#### AUFGABEN:
a - Beantworte die folgenden Fragen anhand des Textauszugs über den Film „The North Sea“ und kennzeichne die Antworten ebenso:
(i) Wer führte bei dem Film Regie?
(ii) Welche zwei norwegischen Filme werden als Beweis für skandinavisches Können im Bereich Desaster-Action genannt?
(iii) Wie heißt der Kollege, mit dem Sofia zur Unglücksstelle gerufen wird?
b - Schreibe den Textauszug über den Film „The North Sea“ im selben Stil weiter, beginnend nach seinem letzten Satz.

#### TEXTAUSZUG:
Originaltitel: Nordsjøen__Herstellungsland: Norwegen__Erscheinungsjahr: 2021__Regie: John Andreas Andersen__Darsteller: Kristine Kujath Thorp, Henrik Bjelland, Rolf Kristian Larsen, Anders Baasmo Christiansen, Bjørn Floberg, Anneke von der Lippe, Christoffer Staib, Ane Skumsvoll u.a. |
Mit „The Wave“ und „The Quake“ haben die Skandinavier bewiesen, dass sie neben eiskalten Thrillern auch spektakuläre Desaster-Action auf dem Kasten haben und sich in Sachen fetter Bilder und spannender Katastrophenfilmstorys keineswegs vor den Genre-Primi aus amerikanischen Landen verstecken müssen. Der wie „The Quake“ und „The Wave“ aus Norwegen stammende „The North Sea“ lässt es nun ebenfalls in den Heimkinos amtlich krachen.
Der Katastrophenfilm erzählt von der U-Boot-Ingenieurin Sofia. Diese experimentiert gerade mit einem Roboter, der unterseeisch Leben retten soll, als sie mit ihrem Kollegen Arthur zu einer Unglücksstelle gerufen wird. Erst vor Ort erfährt sie, dass der Boden unter einer Bohrinsel nachgegeben habe, woraufhin die Nordsee das gewaltige Konstrukt mit Mann und Maus verschluckt habe. Mit ihrem Roboter soll Sofia nun nach Überlebenden suchen.

#### AUFGELISTETE ZEILEN:
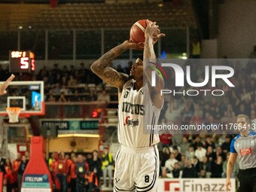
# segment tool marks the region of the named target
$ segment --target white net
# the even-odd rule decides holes
[[[9,123],[18,123],[19,114],[20,113],[21,108],[7,108],[6,111],[9,116]]]

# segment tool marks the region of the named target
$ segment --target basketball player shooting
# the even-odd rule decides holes
[[[2,84],[0,85],[0,96],[5,95],[7,93],[6,89],[8,87],[10,83],[15,78],[14,75],[11,75],[11,76]]]
[[[157,190],[159,157],[156,145],[160,141],[159,136],[145,133],[143,123],[157,123],[163,104],[163,97],[160,93],[164,87],[163,80],[157,74],[156,86],[151,87],[152,68],[148,62],[155,62],[154,44],[156,39],[164,35],[155,22],[150,23],[147,20],[145,43],[126,41],[91,66],[96,75],[118,89],[120,148],[115,159],[114,191],[116,192]],[[123,51],[143,48],[144,61],[138,58],[132,66],[130,75],[108,66]]]

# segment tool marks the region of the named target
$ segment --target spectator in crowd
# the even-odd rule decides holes
[[[172,171],[172,174],[173,178],[181,178],[182,171],[181,170],[178,162],[174,163],[174,167]]]
[[[181,148],[181,154],[186,154],[186,152],[188,151],[190,145],[190,144],[188,142],[187,137],[183,136],[182,142],[179,145],[179,147]]]
[[[193,144],[195,149],[198,148],[198,145],[201,145],[203,147],[203,143],[201,142],[201,138],[200,136],[196,135],[194,139],[193,139]]]
[[[5,170],[4,183],[6,184],[7,192],[13,192],[17,188],[16,184],[16,178],[14,176],[10,158],[6,159],[4,166]]]
[[[200,172],[200,164],[201,164],[201,162],[200,162],[198,160],[198,158],[197,157],[197,156],[194,156],[193,157],[192,164],[193,164],[194,167],[196,169],[197,172]]]
[[[205,170],[206,172],[206,178],[210,178],[212,175],[212,163],[208,160],[206,156],[202,157],[202,162],[200,162],[199,169]]]
[[[207,148],[206,157],[209,162],[215,162],[217,159],[216,154],[213,151],[212,145],[209,145]]]
[[[227,177],[227,163],[228,158],[230,157],[230,152],[227,152],[227,156],[226,156],[227,157],[226,160],[223,162],[222,174],[221,174],[222,178]],[[236,178],[236,175],[237,175],[237,163],[236,163],[236,162],[235,162],[233,169],[233,172],[231,174],[231,178]]]
[[[174,168],[174,163],[178,163],[178,160],[175,159],[173,153],[171,153],[169,155],[169,158],[166,161],[164,165],[165,168],[166,168],[168,172],[172,171]]]
[[[182,178],[197,178],[196,169],[193,166],[191,160],[187,160],[187,166],[182,170]]]
[[[124,72],[124,70],[123,70],[123,69],[122,68],[122,66],[121,66],[121,65],[117,65],[117,72],[122,72],[122,73],[125,73],[125,72]]]
[[[97,100],[97,96],[93,90],[90,90],[89,95],[86,97],[87,102],[95,102]]]
[[[198,173],[198,178],[206,178],[206,172],[204,169],[202,169]]]
[[[21,181],[23,178],[23,175],[24,173],[24,171],[26,169],[26,167],[28,164],[28,160],[25,155],[22,156],[21,157],[21,162],[18,169],[18,187],[19,187],[19,191],[21,190]]]
[[[161,161],[161,166],[165,166],[166,161],[169,158],[171,151],[168,147],[163,148],[163,160]]]
[[[81,100],[81,96],[79,96],[79,92],[78,90],[75,90],[74,94],[69,97],[69,102],[79,102]]]
[[[227,135],[224,139],[224,142],[221,145],[221,150],[223,153],[227,154],[230,151],[231,139],[230,136]]]
[[[69,80],[68,81],[68,86],[76,86],[78,85],[78,81],[74,78],[73,75],[69,75]]]
[[[72,162],[69,165],[69,179],[70,180],[70,184],[69,184],[69,187],[70,187],[70,192],[76,192],[76,178],[77,178],[77,175],[75,172],[75,163],[77,162],[77,157],[76,156],[72,156]]]
[[[109,153],[108,148],[105,147],[102,155],[102,169],[103,172],[102,187],[107,187],[107,175],[108,176],[108,187],[112,187],[112,166],[114,164],[112,154]]]
[[[0,151],[0,172],[3,172],[4,174],[5,174],[5,161],[6,161],[6,160],[5,160],[5,158],[4,158],[2,157],[2,153]]]
[[[178,163],[179,167],[181,169],[184,168],[186,166],[186,163],[187,163],[186,157],[184,155],[181,155],[181,160],[178,163]]]
[[[89,171],[89,166],[81,154],[78,155],[75,163],[76,189],[77,192],[84,192],[85,189],[85,174]]]
[[[190,144],[188,148],[188,151],[186,151],[185,157],[186,160],[192,160],[195,155],[195,151],[194,145]]]
[[[56,176],[58,178],[62,192],[67,191],[67,175],[69,172],[69,163],[66,159],[65,159],[64,152],[61,151],[58,154],[58,159],[56,162],[55,172]]]
[[[178,149],[177,146],[173,146],[172,147],[172,153],[174,154],[175,158],[178,161],[181,161],[181,154],[178,152]]]
[[[221,146],[218,146],[217,148],[216,148],[216,156],[217,156],[217,157],[218,156],[221,156],[222,160],[226,159],[226,154],[223,153],[222,148],[221,148]]]
[[[206,149],[208,148],[209,146],[211,146],[212,151],[215,149],[215,144],[212,141],[212,136],[206,136],[206,142],[203,145]]]
[[[197,157],[199,161],[202,161],[203,157],[206,155],[206,149],[203,147],[202,143],[197,145],[197,149],[195,151],[195,156]]]
[[[17,154],[17,158],[12,163],[13,173],[14,177],[15,188],[18,188],[18,170],[21,163],[21,154]]]
[[[65,97],[65,93],[63,92],[60,93],[59,98],[58,99],[58,102],[67,102],[68,100]]]
[[[47,101],[48,102],[56,102],[56,98],[53,96],[53,94],[52,94],[52,93],[49,94],[48,100]]]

#### ANTWORTEN JE AUFGABE:
a -
(i) John Andreas Andersen
(ii) „The Wave“ und „The Quake“
(iii) Arthur

b -
Tatsächlich findet Sofia alsbald einen Überlebenden. Doch urplötzlich kommt es zu einer gewaltigen Explosion, die die verbliebenen Reste der Ölbohrplattform pulverisiert und auch Sofia ordentlich durchrüttelt. Während die sich noch von dem Einsatz erholt, sichtet Arthur das von dem Roboter aufgezeichnete Videomaterial und macht eine enorm besorgniserregende Entdeckung.
Schaut in den Katastrophenfilm aus Norwegen hinein
httpv://www.youtube.com/watch?v=k83af8Cf8Z0
Im Gegensatz zu den Genre-Klischees ähnlich gelagerter Katastrophenfilme rennen Sofia und Arthur nun nicht permanent gegen verschlossene Türen oder werden von irgendwelchen Betonköpfen abgewiesen. Zwar verhalten sich die Verantwortlichen sehr verschwörerisch, ABER sie hören sofort auf die Experten und leiten notwendige Maßnahmen ein. Jetzt wird „The North Sea“ richtig groß. Zig Bohrinseln werden geschlossen und die Arbeiter evakuiert.
Als es dann zum ersten richtig groß angelegten Spektakel kommt, gerät eine Person aus Sofias direktem Umfeld in höchste Not und Sofia muss zu einer verzweifelten Rettungsmission aufbrechen. Derweil treffen die norwegischen Behörden erstaunlich konsequente Entscheidungen, die man so aus anderen Katastrophenfilmen auch eher seltener gewohnt ist.
Geschickt wird nun an verschiedenen Schauplätzen an der Spannungsschraube gedreht und intelligent zwischen den – ich nenne es mal – persönlichen Dramen Sofias und den allumfassenden, den gesamten Nordseeraum betreffenden Problemlagen hin und her geschaltet. Das sorgt für ein anhaltend hohes Tempo, zwischengeschaltete Spektakelbilder sorgen für zusätzliche Abwechslung und man verzeichnet sowohl kaum Leerlauf als auch kaum pathetisch sinnlose Dialoge.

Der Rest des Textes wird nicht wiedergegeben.